**PROBLEM TO WORK ON**
In the acupuncture text, what term does Chinese medicine use for energy?

**SELECTED EXCERPT**
|---|
Perhaps most importantly, the whole concept of a sham intervention relies on the belief that what makes acupuncture “acupuncture” is the actual insertion of the needles into the body. However, I think that any acupuncturist will tell you that inserting needles into the body is only one part of the treatment.
Acupuncture is based on energy. We call it “qi” in Chinese medicine. Acupuncture is an energetic treatment, and as such, we are dealing with energy. When I insert a needle into a patient, I stimulate the needle until I feel the patient’s energy wrap around the needle inside. However, this is not accounted for in a clinical trial. We don’t know how to measure qi, we don’t know what it translates to in Western medicine, and so we don’t know how to design a study that takes it into account.
|---|
**RECORDS**
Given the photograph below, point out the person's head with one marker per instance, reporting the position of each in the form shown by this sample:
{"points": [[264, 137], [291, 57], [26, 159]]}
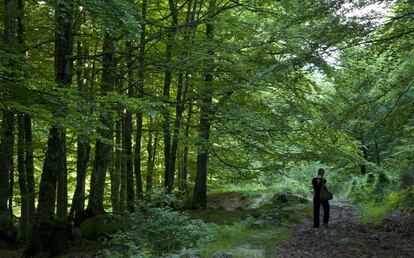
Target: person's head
{"points": [[321, 172]]}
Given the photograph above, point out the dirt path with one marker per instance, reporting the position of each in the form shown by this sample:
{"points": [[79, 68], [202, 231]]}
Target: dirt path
{"points": [[346, 237]]}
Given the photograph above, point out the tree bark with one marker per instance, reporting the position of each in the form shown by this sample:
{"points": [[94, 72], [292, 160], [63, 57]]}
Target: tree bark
{"points": [[83, 144], [21, 167], [151, 150], [116, 172], [141, 82], [184, 170], [168, 173], [6, 131], [103, 149], [54, 167], [127, 135], [200, 189]]}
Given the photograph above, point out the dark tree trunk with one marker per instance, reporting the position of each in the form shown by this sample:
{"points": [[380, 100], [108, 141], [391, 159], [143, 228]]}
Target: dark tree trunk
{"points": [[103, 149], [29, 165], [377, 154], [6, 131], [184, 170], [55, 159], [127, 135], [62, 186], [181, 94], [151, 149], [83, 145], [141, 81], [21, 167], [364, 150], [11, 186], [200, 188], [116, 171], [168, 173]]}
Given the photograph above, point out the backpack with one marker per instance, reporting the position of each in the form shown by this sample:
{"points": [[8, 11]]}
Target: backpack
{"points": [[325, 195]]}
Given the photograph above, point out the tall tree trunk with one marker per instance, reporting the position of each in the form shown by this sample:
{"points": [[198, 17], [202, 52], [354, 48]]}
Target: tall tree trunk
{"points": [[26, 155], [29, 166], [364, 150], [141, 82], [181, 94], [62, 186], [184, 171], [200, 189], [21, 167], [116, 172], [11, 186], [151, 149], [168, 173], [127, 135], [83, 144], [6, 131], [377, 154], [54, 164], [103, 149]]}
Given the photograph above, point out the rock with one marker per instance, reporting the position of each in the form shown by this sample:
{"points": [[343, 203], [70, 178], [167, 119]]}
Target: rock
{"points": [[102, 225], [8, 232], [232, 201], [222, 255], [281, 199]]}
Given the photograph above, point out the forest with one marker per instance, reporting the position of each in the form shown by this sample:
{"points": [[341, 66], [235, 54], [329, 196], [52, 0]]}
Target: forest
{"points": [[193, 128]]}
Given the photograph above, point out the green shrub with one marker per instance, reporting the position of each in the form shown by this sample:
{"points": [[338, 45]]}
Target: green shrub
{"points": [[103, 225], [159, 230]]}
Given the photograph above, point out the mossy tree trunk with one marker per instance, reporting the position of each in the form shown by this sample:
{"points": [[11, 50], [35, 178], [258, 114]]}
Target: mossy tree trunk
{"points": [[83, 144], [103, 147], [200, 188], [140, 94]]}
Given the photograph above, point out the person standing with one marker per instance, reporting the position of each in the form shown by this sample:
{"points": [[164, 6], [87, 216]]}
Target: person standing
{"points": [[317, 184]]}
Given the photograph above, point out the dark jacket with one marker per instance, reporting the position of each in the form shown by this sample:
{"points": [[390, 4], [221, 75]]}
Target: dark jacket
{"points": [[317, 186]]}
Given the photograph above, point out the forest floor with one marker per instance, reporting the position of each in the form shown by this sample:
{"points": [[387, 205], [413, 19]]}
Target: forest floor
{"points": [[346, 236]]}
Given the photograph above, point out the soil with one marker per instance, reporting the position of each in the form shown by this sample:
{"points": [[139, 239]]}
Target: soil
{"points": [[347, 237]]}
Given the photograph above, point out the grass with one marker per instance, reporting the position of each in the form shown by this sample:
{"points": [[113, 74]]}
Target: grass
{"points": [[237, 232], [241, 240]]}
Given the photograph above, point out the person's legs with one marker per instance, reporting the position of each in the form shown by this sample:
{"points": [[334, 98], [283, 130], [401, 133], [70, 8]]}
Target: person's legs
{"points": [[326, 208], [316, 208]]}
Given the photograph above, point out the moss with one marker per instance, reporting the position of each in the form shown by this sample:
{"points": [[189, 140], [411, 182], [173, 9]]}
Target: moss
{"points": [[102, 225]]}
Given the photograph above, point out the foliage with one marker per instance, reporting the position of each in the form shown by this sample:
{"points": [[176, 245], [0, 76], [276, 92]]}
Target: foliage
{"points": [[159, 231], [103, 225]]}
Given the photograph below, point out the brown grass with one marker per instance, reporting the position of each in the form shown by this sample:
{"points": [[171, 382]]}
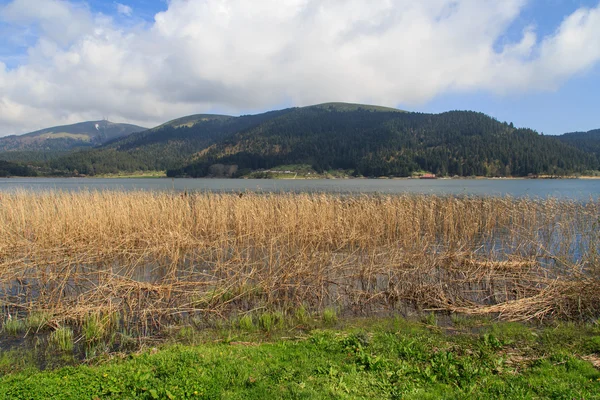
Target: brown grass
{"points": [[152, 257]]}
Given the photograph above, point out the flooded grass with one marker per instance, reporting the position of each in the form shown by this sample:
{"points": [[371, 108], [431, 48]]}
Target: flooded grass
{"points": [[114, 267]]}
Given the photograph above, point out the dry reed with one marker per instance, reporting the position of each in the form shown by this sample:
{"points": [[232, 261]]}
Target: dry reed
{"points": [[152, 257]]}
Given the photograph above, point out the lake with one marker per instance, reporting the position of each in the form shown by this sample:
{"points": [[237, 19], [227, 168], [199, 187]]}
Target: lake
{"points": [[577, 189]]}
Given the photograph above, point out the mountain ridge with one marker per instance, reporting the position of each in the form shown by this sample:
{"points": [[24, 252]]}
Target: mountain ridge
{"points": [[67, 137], [362, 140]]}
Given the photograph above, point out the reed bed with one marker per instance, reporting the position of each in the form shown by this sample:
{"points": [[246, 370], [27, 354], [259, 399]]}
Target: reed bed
{"points": [[150, 258]]}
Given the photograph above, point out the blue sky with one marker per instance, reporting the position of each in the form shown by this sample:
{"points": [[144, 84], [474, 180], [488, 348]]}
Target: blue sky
{"points": [[535, 63]]}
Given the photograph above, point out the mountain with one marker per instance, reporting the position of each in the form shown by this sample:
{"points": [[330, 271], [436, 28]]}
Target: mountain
{"points": [[587, 141], [67, 137], [359, 139], [385, 142], [12, 169]]}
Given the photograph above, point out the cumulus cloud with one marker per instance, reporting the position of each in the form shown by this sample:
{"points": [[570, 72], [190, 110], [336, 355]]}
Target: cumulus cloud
{"points": [[124, 9], [236, 55]]}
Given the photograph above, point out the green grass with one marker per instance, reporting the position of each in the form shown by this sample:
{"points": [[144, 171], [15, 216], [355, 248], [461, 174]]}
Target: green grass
{"points": [[387, 359]]}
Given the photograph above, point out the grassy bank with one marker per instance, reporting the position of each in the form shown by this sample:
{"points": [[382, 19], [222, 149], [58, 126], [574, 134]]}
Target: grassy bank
{"points": [[386, 358]]}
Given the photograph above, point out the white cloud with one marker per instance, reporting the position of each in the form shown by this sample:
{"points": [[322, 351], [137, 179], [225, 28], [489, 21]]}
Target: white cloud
{"points": [[239, 55], [124, 9]]}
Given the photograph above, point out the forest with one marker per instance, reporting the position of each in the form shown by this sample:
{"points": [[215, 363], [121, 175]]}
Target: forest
{"points": [[360, 140]]}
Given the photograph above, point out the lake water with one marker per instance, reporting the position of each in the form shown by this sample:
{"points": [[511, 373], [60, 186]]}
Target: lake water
{"points": [[577, 189]]}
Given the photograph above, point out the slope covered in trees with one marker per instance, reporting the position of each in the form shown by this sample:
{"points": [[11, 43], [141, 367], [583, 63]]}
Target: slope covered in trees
{"points": [[384, 142], [586, 141], [12, 169], [360, 139], [168, 146]]}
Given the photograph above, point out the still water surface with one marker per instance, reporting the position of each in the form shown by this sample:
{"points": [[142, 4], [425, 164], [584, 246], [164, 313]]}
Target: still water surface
{"points": [[577, 189]]}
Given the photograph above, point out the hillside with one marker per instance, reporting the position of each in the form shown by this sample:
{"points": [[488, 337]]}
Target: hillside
{"points": [[11, 169], [67, 137], [383, 142], [587, 141], [171, 145], [357, 139]]}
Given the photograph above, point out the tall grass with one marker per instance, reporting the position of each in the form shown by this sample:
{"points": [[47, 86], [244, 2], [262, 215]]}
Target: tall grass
{"points": [[152, 257]]}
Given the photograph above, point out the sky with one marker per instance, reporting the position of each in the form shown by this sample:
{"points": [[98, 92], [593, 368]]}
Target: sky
{"points": [[535, 63]]}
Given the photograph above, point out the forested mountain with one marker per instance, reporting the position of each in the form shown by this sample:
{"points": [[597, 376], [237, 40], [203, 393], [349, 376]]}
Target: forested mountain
{"points": [[380, 142], [359, 139], [11, 169], [587, 141], [67, 137]]}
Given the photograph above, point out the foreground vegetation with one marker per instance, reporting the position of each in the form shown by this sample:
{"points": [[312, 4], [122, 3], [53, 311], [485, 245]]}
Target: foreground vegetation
{"points": [[266, 287], [142, 259], [387, 359]]}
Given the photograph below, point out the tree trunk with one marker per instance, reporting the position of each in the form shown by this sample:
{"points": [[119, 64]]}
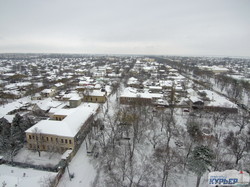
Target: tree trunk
{"points": [[198, 181]]}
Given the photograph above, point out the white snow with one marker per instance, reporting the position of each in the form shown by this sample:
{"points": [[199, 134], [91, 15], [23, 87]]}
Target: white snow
{"points": [[24, 177], [70, 125], [84, 171]]}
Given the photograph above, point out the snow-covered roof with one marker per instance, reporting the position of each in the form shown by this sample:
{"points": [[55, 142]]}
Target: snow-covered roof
{"points": [[217, 100], [131, 92], [70, 125], [96, 93], [47, 103]]}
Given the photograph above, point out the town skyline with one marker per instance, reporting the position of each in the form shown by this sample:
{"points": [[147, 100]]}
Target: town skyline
{"points": [[118, 28]]}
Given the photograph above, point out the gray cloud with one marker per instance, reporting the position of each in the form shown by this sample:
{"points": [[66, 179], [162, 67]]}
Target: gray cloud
{"points": [[134, 26]]}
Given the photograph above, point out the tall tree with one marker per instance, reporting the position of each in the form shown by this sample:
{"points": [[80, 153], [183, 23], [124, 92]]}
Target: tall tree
{"points": [[200, 160]]}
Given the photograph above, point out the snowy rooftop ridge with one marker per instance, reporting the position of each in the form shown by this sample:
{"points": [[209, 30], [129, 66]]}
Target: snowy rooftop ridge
{"points": [[70, 125]]}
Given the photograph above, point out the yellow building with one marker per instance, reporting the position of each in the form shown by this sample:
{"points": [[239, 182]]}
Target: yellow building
{"points": [[66, 129]]}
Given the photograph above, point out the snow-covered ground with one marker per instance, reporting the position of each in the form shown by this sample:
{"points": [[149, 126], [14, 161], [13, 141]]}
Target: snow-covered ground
{"points": [[84, 172], [31, 157], [24, 177]]}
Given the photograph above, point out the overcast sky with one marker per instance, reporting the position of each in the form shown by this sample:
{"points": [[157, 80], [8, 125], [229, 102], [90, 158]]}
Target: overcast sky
{"points": [[168, 27]]}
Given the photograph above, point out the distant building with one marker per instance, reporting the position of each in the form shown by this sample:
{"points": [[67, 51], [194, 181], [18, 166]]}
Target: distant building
{"points": [[66, 129], [95, 96]]}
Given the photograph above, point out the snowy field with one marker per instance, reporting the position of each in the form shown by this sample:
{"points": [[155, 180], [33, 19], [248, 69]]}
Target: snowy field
{"points": [[84, 172], [24, 177], [32, 157]]}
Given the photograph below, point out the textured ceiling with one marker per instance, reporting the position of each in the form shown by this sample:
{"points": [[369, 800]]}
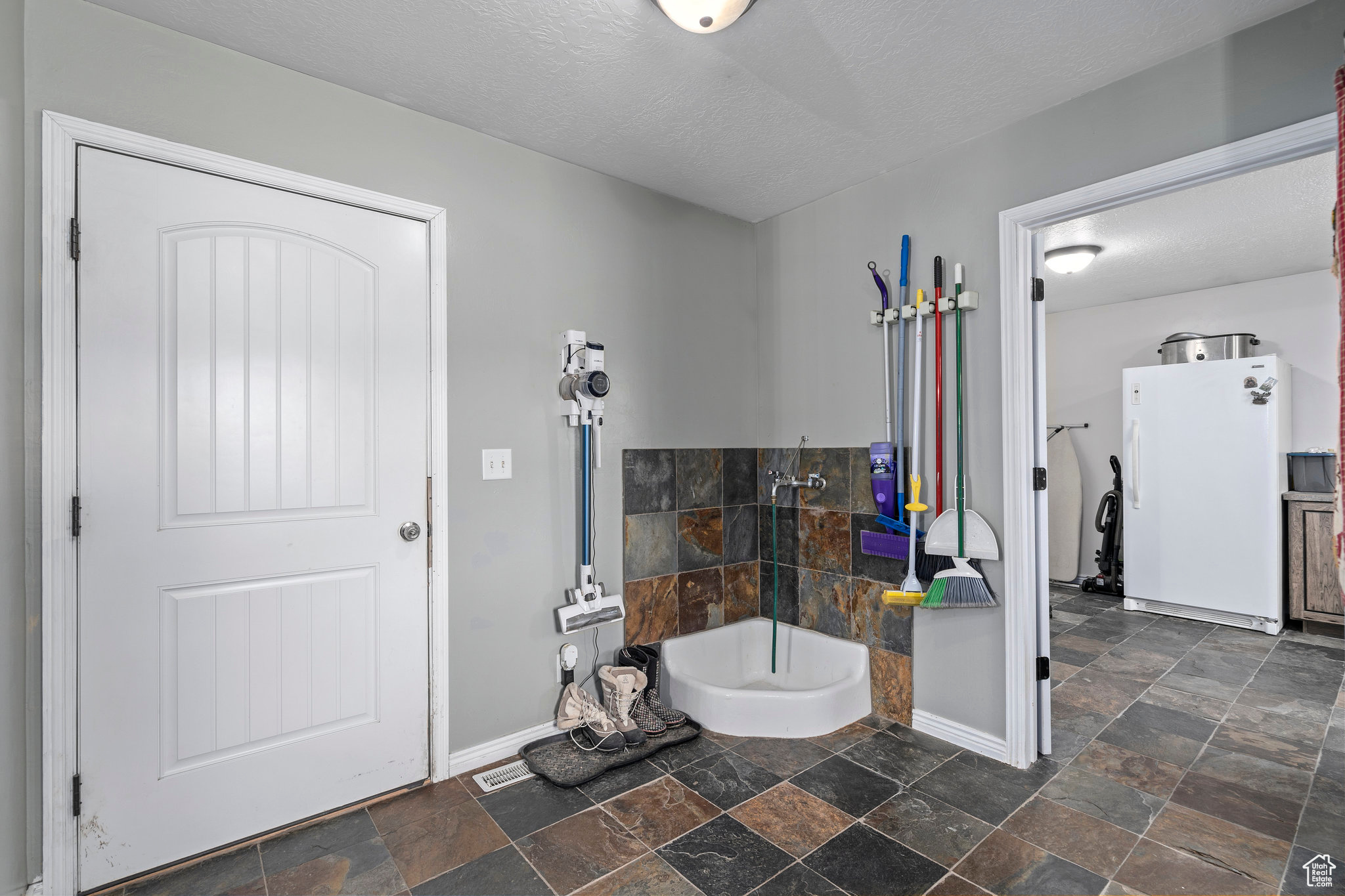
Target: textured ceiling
{"points": [[1266, 223], [798, 100]]}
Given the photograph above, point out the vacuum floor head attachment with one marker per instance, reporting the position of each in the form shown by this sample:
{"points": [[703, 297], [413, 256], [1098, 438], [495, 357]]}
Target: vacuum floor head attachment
{"points": [[585, 614]]}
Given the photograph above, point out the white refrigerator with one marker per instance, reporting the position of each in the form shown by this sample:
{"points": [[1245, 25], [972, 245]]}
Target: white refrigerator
{"points": [[1204, 468]]}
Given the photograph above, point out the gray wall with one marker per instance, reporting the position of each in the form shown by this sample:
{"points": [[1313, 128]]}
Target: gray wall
{"points": [[14, 631], [820, 359], [536, 246], [1294, 316]]}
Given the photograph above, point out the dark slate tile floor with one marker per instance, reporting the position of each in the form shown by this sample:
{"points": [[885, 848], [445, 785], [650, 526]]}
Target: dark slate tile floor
{"points": [[1188, 758]]}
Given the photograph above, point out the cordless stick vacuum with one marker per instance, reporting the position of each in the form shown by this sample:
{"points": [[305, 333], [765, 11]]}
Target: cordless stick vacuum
{"points": [[584, 385]]}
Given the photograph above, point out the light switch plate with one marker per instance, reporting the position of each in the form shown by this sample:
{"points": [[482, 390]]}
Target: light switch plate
{"points": [[496, 464]]}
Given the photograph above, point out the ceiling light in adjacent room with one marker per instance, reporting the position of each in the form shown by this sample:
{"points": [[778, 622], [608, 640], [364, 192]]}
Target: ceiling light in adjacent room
{"points": [[1071, 259], [704, 16]]}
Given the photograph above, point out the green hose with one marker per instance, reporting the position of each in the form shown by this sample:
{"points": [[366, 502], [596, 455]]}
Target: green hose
{"points": [[775, 586]]}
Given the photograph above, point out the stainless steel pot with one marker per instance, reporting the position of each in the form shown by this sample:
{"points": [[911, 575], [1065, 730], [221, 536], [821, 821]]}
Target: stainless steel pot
{"points": [[1180, 349]]}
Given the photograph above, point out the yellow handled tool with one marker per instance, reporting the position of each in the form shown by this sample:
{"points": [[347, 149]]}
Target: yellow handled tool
{"points": [[915, 496]]}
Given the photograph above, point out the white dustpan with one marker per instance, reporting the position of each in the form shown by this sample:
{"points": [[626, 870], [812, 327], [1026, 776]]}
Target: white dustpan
{"points": [[942, 538]]}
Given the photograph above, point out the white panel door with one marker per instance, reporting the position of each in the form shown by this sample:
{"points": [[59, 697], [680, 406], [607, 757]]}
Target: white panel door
{"points": [[254, 391]]}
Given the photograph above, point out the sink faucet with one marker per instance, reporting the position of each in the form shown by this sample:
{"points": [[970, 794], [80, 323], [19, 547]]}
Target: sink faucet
{"points": [[780, 479]]}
|---|
**WRITTEN RESPONSE**
Qi.